[Some records]
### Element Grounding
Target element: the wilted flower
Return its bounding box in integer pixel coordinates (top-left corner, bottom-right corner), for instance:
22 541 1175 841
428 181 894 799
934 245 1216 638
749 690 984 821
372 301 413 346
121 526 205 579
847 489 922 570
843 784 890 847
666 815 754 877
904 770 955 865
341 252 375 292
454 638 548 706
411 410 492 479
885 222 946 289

## EXERCISE AIM
Format the lines of the rows above as a JSON list of strings, one string per line, with blank lines left out.

## ANSWER TO THIS TASK
[
  "### Element Grounding",
  "Target element: the wilted flower",
  "Return its bounding box in integer pixel coordinates (top-left corner, bottom-right corner), for instance:",
  "22 541 1175 841",
  "428 181 894 799",
  "934 245 1216 638",
  "749 690 984 821",
  "372 301 413 346",
  "121 526 205 579",
  "847 489 922 570",
  "843 784 890 847",
  "666 815 754 877",
  "904 770 955 865",
  "341 252 375 292",
  "454 638 548 706",
  "411 410 492 479",
  "885 222 946 289"
]